(Data rows)
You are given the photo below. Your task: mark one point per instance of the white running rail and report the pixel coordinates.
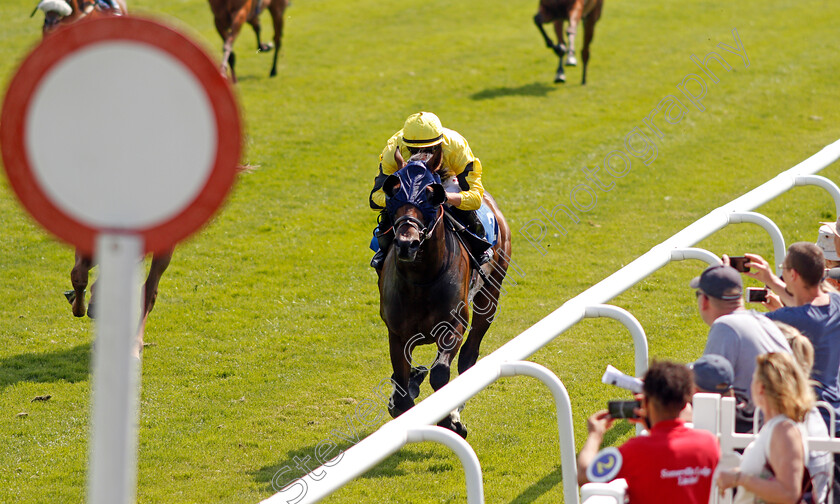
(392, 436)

--

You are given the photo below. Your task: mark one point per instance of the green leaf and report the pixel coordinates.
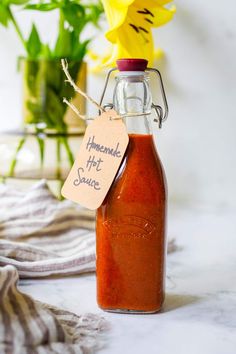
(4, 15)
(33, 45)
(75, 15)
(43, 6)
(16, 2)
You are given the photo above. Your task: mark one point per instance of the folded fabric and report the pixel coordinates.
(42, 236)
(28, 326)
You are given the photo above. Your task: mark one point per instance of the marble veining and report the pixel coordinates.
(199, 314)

(Problem statement) How many of the lines above contain the word "mark"? Case counts. Reply with the number only.

(Response to this exercise) 4